_本文抜粋:_
──────────────────────────────

説明

半導体発光素子の製造方法

【課題】反射電極層の、反射率向上による高輝度化、接触抵抗の低減、剥がれの防止及び経時劣化に対する耐性の向上。
【解決手段】反射電極を有する半導体発光素子の製造方法であって、第1の導電型の第1半導体層、活性層および第2の導電型の第2半導体層を順次積層して半導体膜を形成する工程と、第2半導体層上に金属反射層と半導体膜との格子不整合を緩和する金属バッファ層を形成する工程と、金属バッファ層上に金属反射層を形成する工程と、金属反射層上に金属反射層の脱離を防止する金属パッシベーション層と、金属パッシベーション層上に金属パッシベーション層の酸化を防止する酸化防止層を形成する工程と、金属パッシベーション層と酸化防止層との間で相互拡散が生じるように熱処理を行って、これらの層の界面に合金層を形成する工程と、合金層の少なくとも一部を合金層上に形成された層とともに除去することにより反射電極を形成する工程と、を含む。

【発明の詳細な説明】
【背景技術】
【0001】
p型半導体層、活性層、n型半導体層を積層した半導体膜と、半導体膜に反射電極層を介して接合された支持基板とからなる半導体発光素子が知られている。反射電極層は、電極として機能するとともに活性層から発せられた光を光放出面に向けて反射する光反射面を形成し、これによって半導体発光素子の高輝度化が図れている。
【0002】
例えば、特許文献1には、GaN系半導体膜に対してAg膜を有する反射電極層を設ける半導体発光素子が記載されている。非特許文献1にはGaN系半導体膜に対してAg層を有する反射電極層を設ける半導体発光素子が記載されている。
【先行技術文献】
【特許文献】
【0003】
【特許文献1】特許公開2005−175462
【非特許文献】
【0004】
【非特許文献1】Appl. Phys. Lett. 95, 062108 (2009).

──────────────────────────────

(データセットの項目)
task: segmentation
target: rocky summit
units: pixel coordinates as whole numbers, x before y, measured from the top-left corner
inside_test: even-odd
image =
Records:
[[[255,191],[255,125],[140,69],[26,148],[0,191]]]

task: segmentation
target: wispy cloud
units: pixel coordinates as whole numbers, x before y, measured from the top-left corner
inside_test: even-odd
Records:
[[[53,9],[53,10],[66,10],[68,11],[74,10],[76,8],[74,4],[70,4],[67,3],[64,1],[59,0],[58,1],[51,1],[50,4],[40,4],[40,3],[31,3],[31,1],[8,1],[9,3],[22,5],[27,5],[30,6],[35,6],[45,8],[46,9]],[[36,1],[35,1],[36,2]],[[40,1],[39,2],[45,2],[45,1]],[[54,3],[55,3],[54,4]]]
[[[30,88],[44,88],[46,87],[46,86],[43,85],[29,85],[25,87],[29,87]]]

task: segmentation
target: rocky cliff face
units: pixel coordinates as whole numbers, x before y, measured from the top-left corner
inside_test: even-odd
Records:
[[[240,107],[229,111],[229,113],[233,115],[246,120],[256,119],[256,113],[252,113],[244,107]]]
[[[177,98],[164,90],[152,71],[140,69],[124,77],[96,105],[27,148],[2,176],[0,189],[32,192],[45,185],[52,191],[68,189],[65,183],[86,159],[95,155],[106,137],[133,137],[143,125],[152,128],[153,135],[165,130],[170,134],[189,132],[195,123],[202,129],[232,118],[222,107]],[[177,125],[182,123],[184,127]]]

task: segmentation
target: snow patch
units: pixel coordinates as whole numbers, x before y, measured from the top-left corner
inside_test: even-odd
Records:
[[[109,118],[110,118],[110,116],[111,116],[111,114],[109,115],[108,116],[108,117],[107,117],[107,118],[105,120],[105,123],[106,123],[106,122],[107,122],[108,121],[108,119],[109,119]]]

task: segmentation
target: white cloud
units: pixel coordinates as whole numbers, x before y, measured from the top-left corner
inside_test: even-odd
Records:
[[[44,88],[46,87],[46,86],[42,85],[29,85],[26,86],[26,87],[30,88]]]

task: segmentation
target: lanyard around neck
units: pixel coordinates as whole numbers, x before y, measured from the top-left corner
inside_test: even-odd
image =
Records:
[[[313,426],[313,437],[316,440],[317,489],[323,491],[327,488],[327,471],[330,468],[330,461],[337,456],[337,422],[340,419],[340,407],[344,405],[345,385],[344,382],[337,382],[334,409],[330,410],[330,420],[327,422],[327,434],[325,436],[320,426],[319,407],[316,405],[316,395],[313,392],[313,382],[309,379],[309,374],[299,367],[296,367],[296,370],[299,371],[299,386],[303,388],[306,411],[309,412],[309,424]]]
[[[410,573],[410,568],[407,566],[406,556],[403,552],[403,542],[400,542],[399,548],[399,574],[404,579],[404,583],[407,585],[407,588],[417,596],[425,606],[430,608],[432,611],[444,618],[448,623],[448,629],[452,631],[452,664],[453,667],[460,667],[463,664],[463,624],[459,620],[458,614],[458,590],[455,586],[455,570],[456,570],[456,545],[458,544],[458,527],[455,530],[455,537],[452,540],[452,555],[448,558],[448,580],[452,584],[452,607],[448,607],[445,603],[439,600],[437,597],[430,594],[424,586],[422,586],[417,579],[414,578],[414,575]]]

──────────────────────────────

_記述課題:_
**a)** 半導体発光素子の製造方法に関する文章について、次の問いに答えよ。
(i) 金属バッファ層は何を緩和するために形成されるか。
(ii) 酸化防止層は何の酸化を防止する層か。
(iii) 特許文献1に記載の半導体発光素子では、GaN系半導体膜に対してどのような膜を有する反射電極層が設けられているか。
**b)** 半導体発光素子の製造方法に関する文章の、最後に示された文献の記載の後に続く部分を書け。

_想定解答:_
**a)**
(i) 金属反射層と半導体膜との格子不整合である。
(ii) 金属パッシベーション層の酸化である。
(iii) Ag膜を有する反射電極層である。

**b)**
【発明の概要】
【発明が解決しようとする課題】
【0005】
反射電極層の反射特性を向上させて半導体発光素子の高輝度化を達成するべく、p-GaN層上に膜厚1nmのNiからなるバッファ層と、膜厚150nmのAgからなる反射層と、膜厚2nmのNiからなるパッシベーション層とが順次形成された三層反射電極層について検討した。Agからなる反射層の接触抵抗の低減のために、三層反射電極層に熱処理を行った結果、約84%の反射率及び10−5Ωcm程度の接触抵抗が達成された。
【0006】
しかしながら、熱処理後の三層反射電極層の反射率は、熱処理を行っていないAgからなる単層の反射層の反射率95%程度と比較して、10%以上低い。反射電極層は、通常、半導体膜に対してオーミック接触層であると共に反射層の機能をも有するため、低反射率は、光出力の低下に直結して大きな問題となる。Niからなるパッシベーション層の層厚は2nmであり、かかる層厚は、Ni原子の直径(0.25nm)×8個分程度である。よって、積層後に大気に暴露した瞬間にパッシベーション層を構成するNiが酸化されて、酸素と結合してNiO絶縁層が形成され得る。パッシベーション層が酸化された状態で、三層反射電極層に対して熱処理を行った場合、パッシベーション層下のAgからなる反射層に対する酸化を防ぐ機能が低下しているため、Agからなる反射層内にAg酸化物やAgNi酸化物が形成されてしまう。これにより、反射層の反射機能が低下してしまい、熱処理を行っていないAgからなる単層の反射層からなる反射電極層に比べて、さらなる反射率の低下が問題となる。Niからなるパッシベーション層の層厚のみを単純に大きくした場合、反射層を構成するAgよりも低い反射率を有するNiの割合が増大するので、反射率が低下してしまう。一方でAgからなる反射層とNiからなるパッシベーション層の双方の層厚を過大に大きくする場合、パッシベーション層の酸化にともなう反射層の酸化が防止され得る。しかしながら、かかる層厚の増大にともなって、半導体発光素子を構成する別の層の層厚をも増大してしまう。そのため、半導体発光素子の製造プロセスに要する時間的及び経済的コストが増大してしまう。さらに、かかる層厚の増大によって、半導体発光素子の放熱性が低下してしまい、駆動時に生ずる熱に起因する別の問題が生じ得る。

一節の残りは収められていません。